• **Goal**
Transcribe the whole listing below without changing a word, but leave out every image.

• **Annotation dataset entries**
***

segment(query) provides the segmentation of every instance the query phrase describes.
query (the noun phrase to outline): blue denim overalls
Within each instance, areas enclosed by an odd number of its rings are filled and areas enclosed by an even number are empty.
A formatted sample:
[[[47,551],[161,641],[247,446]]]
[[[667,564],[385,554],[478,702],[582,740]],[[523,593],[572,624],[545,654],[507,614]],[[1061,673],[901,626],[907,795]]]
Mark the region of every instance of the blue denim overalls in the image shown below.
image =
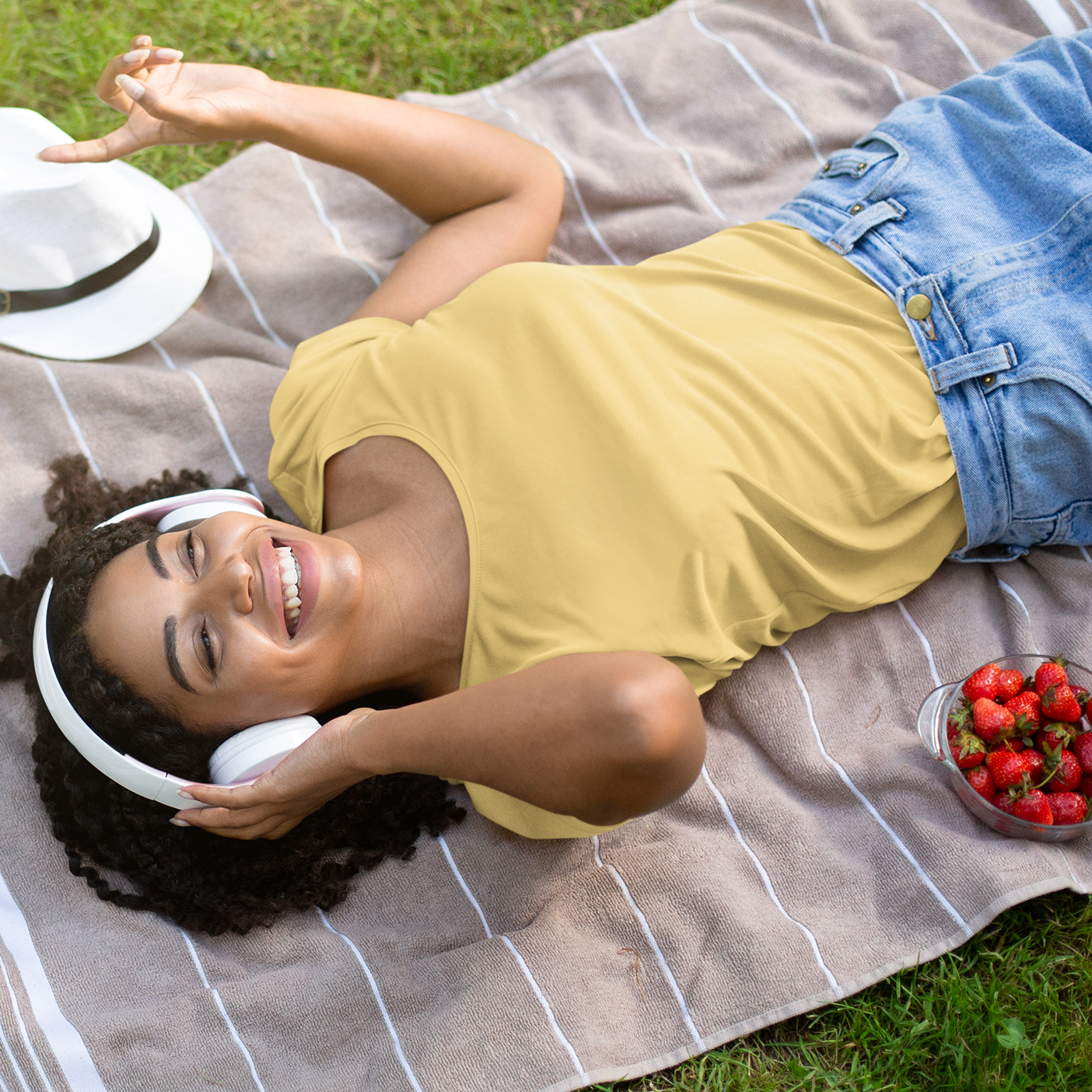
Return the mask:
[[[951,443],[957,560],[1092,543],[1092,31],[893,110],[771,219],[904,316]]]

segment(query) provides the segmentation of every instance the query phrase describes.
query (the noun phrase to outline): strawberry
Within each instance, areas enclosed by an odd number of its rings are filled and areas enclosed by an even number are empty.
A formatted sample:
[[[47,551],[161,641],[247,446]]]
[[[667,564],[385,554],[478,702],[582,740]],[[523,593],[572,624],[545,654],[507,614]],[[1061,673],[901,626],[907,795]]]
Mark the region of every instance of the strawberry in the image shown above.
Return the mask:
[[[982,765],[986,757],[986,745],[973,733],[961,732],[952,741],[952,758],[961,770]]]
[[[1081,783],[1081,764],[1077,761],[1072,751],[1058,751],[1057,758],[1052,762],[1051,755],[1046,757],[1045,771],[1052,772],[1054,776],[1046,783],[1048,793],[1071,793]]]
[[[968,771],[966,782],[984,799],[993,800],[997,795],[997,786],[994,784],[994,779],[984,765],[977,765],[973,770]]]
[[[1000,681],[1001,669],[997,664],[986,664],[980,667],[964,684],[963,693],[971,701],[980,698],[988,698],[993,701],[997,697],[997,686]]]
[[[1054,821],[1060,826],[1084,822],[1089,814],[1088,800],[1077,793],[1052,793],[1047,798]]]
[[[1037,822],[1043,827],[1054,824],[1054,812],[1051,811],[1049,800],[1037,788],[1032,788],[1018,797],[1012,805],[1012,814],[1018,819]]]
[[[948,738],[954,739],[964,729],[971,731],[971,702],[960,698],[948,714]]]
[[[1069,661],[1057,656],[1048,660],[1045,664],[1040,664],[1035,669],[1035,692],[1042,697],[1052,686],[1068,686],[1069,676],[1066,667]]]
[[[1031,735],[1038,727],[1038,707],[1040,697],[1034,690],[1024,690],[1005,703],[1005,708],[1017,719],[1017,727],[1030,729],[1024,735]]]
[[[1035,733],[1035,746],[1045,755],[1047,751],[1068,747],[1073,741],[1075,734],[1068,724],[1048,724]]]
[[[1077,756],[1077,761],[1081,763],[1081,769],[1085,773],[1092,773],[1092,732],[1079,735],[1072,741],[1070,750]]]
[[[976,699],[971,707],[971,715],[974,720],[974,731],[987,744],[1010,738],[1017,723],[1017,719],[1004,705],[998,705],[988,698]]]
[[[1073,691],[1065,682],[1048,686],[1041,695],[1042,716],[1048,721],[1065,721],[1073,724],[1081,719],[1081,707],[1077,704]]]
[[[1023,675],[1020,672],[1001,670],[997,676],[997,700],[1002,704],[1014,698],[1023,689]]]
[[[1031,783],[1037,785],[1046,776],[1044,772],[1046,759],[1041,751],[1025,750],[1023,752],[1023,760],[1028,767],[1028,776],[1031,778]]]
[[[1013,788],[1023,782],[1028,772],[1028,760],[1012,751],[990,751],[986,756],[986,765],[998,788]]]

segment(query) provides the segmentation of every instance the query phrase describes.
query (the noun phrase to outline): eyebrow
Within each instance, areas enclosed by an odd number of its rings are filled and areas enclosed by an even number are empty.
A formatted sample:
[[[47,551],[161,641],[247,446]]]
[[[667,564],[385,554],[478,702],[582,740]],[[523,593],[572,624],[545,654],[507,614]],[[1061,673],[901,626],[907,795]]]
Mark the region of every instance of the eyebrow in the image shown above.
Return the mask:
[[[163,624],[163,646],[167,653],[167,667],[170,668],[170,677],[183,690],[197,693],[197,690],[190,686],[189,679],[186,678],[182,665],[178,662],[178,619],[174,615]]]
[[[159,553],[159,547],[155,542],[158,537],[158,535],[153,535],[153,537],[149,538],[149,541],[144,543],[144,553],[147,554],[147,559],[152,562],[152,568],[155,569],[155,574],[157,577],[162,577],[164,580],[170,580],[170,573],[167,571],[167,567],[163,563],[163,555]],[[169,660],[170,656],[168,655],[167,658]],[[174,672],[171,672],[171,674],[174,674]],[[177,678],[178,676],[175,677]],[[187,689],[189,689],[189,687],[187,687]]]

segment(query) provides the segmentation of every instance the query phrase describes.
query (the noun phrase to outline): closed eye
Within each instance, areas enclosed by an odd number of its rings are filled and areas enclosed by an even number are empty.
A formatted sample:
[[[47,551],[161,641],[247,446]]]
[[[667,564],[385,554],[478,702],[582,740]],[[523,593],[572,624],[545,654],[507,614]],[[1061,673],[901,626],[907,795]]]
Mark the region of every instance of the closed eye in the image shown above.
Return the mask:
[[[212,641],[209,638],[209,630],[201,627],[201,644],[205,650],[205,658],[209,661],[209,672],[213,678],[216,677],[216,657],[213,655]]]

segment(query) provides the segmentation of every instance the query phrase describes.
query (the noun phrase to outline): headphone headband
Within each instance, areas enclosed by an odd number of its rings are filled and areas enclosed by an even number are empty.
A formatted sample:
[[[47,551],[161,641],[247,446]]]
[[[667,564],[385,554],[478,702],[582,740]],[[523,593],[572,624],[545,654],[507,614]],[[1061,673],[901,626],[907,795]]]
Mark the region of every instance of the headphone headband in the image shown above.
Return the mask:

***

• **Expected answer**
segment(query) provides the segmentation of every instance the query phrase describes.
query (the noun phrase to outline): blue denim overalls
Within each instance, areas enclosed by an odd number of its rings are filled and areas enclosed by an even number are empty.
A formatted sample:
[[[47,551],[161,641],[247,446]]]
[[[667,564],[385,554],[478,702],[582,740]],[[523,593],[572,624],[545,654],[507,614]],[[1061,673],[901,626],[907,795]]]
Mark the region of every instance of the blue denim overalls in the image shown below.
image =
Return the mask:
[[[951,443],[957,560],[1092,543],[1092,31],[893,110],[771,219],[904,316]]]

segment(query) provides the segmentation of every instance the query phrase describes.
query (the noun phrase to outline): strawberry
Within each instance, areas enclosed by an odd number of its rings are filled and areas enclosed by an even number are empty.
A formatted sample:
[[[47,551],[161,641],[247,446]]]
[[[667,564],[385,554],[478,702],[582,740]],[[523,593],[572,624],[545,654],[507,614]],[[1061,673],[901,626],[907,795]]]
Mark the region of every instance of the strawberry in the image shown above.
Return the mask:
[[[982,765],[986,757],[986,745],[973,733],[961,732],[952,741],[952,758],[961,770]]]
[[[1081,783],[1081,764],[1077,761],[1072,751],[1058,751],[1057,758],[1052,762],[1051,755],[1046,757],[1045,771],[1052,772],[1054,776],[1046,783],[1048,793],[1071,793]]]
[[[968,771],[966,782],[984,799],[993,800],[997,795],[997,786],[994,784],[994,779],[984,765],[977,765],[973,770]]]
[[[1000,681],[1001,669],[997,664],[986,664],[980,667],[964,684],[963,693],[971,701],[980,698],[988,698],[993,701],[997,697],[997,686]]]
[[[1054,821],[1060,826],[1084,822],[1089,814],[1088,800],[1077,793],[1052,793],[1047,798]]]
[[[1037,822],[1043,827],[1054,824],[1054,812],[1051,811],[1049,800],[1037,788],[1032,788],[1018,797],[1012,805],[1012,814],[1018,819]]]
[[[948,738],[954,739],[964,729],[971,731],[971,702],[960,698],[948,714]]]
[[[1069,661],[1057,656],[1048,660],[1045,664],[1040,664],[1035,669],[1035,692],[1042,697],[1052,686],[1068,686],[1069,676],[1066,667]]]
[[[1031,735],[1038,727],[1038,707],[1040,697],[1034,690],[1024,690],[1005,703],[1005,708],[1017,719],[1017,727],[1030,729],[1024,735]]]
[[[1035,733],[1035,746],[1045,755],[1047,751],[1068,747],[1073,741],[1075,734],[1068,724],[1048,724]]]
[[[1077,756],[1077,761],[1081,763],[1081,769],[1085,773],[1092,773],[1092,732],[1079,735],[1072,741],[1070,750]]]
[[[976,699],[971,707],[971,715],[974,720],[974,731],[987,744],[1010,738],[1017,723],[1017,719],[1004,705],[998,705],[988,698]]]
[[[1073,691],[1065,682],[1048,686],[1041,695],[1042,716],[1048,721],[1065,721],[1073,724],[1081,719],[1081,707],[1077,704]]]
[[[1023,675],[1020,672],[1001,670],[997,676],[997,700],[1002,704],[1014,698],[1023,689]]]
[[[1031,783],[1037,785],[1046,776],[1044,772],[1046,759],[1041,751],[1025,750],[1023,752],[1023,760],[1028,767],[1028,776],[1031,778]]]
[[[1013,788],[1023,782],[1028,772],[1028,760],[1012,751],[990,751],[986,756],[986,765],[998,788]]]

segment(query) provides the segmentation of every instance the query phrase describes.
query (the noun phrase to outline): eyebrow
Within each instance, areas enclosed by an odd number of its rings are filled and areas enclosed by an even number are empty.
A formatted sample:
[[[47,551],[161,641],[247,446]]]
[[[667,564],[385,554],[478,702],[582,740]],[[523,593],[572,624],[545,654],[507,614]],[[1061,673],[901,626],[907,795]]]
Mark the region of every instance of the eyebrow in the image shown above.
Return the mask:
[[[163,624],[163,646],[167,653],[167,667],[170,668],[170,677],[183,690],[197,693],[197,690],[190,686],[189,679],[186,678],[182,665],[178,662],[178,619],[174,615]]]
[[[159,553],[159,547],[155,542],[158,537],[158,535],[153,535],[153,537],[149,538],[149,541],[144,543],[144,553],[147,554],[147,559],[152,562],[152,568],[155,569],[155,574],[157,577],[162,577],[164,580],[170,580],[170,573],[167,571],[167,567],[163,563],[163,555]],[[169,660],[170,656],[168,655],[167,658]],[[174,672],[171,672],[171,674],[174,674]],[[177,678],[178,676],[175,677]],[[187,689],[189,689],[189,687],[187,687]]]

segment(query) provides the segmentation of every instance the query phrase describes.
query (the noun phrase to outline): closed eye
Within each instance, areas enclosed by an odd number of its rings are filled and areas enclosed by an even number are empty.
A formatted sample:
[[[47,551],[161,641],[247,446]]]
[[[667,564],[385,554],[478,702],[582,740]],[[523,593],[572,624],[545,654],[507,614]],[[1061,673],[901,626],[907,795]]]
Mark the region of every instance of the closed eye in the image shown above.
Return the mask:
[[[212,641],[209,638],[209,630],[201,627],[201,644],[205,650],[205,658],[209,661],[209,672],[213,678],[216,677],[216,657],[213,655]]]

segment(query) provides the segmentation of every instance the query phrase describes.
query (the noun phrase to outline): headphone headband
Within each instance, areas enclosed by an odd number of its rings are filled and areas enclosed by an even number are empty.
A formatted sample:
[[[47,551],[161,641],[247,446]]]
[[[667,564],[385,554],[478,702],[582,740]],[[523,593],[572,624],[545,654],[507,614]],[[1061,673],[901,626],[907,795]]]
Mark the region of every instance of the headphone headband in the image shown above.
Return the mask:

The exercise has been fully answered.